The task: Print the line containing "like x=268, y=15." and every later line of the records. Keep each one exactly as given, ending with the last.

The data:

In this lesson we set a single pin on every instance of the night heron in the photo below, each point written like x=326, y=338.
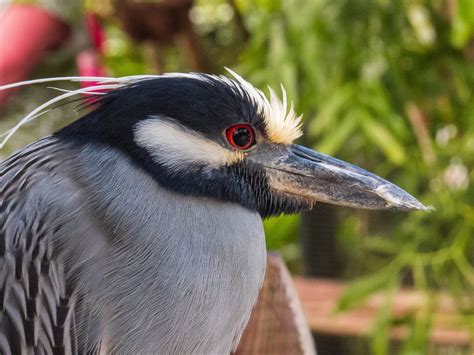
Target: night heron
x=137, y=228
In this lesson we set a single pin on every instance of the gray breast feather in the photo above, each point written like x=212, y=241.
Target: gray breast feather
x=118, y=262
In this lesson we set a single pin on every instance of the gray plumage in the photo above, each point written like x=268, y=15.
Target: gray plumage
x=166, y=265
x=137, y=229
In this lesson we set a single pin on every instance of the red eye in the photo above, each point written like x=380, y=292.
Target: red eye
x=240, y=136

Written solution:
In this lesson we set a single pin on every instance of the gray plumage in the photo above, each point written like x=268, y=15.
Target: gray plumage
x=166, y=265
x=137, y=229
In this lesson we set a single pin on every instance of the red eye in the photo above, each point written like x=380, y=292.
Target: red eye
x=240, y=136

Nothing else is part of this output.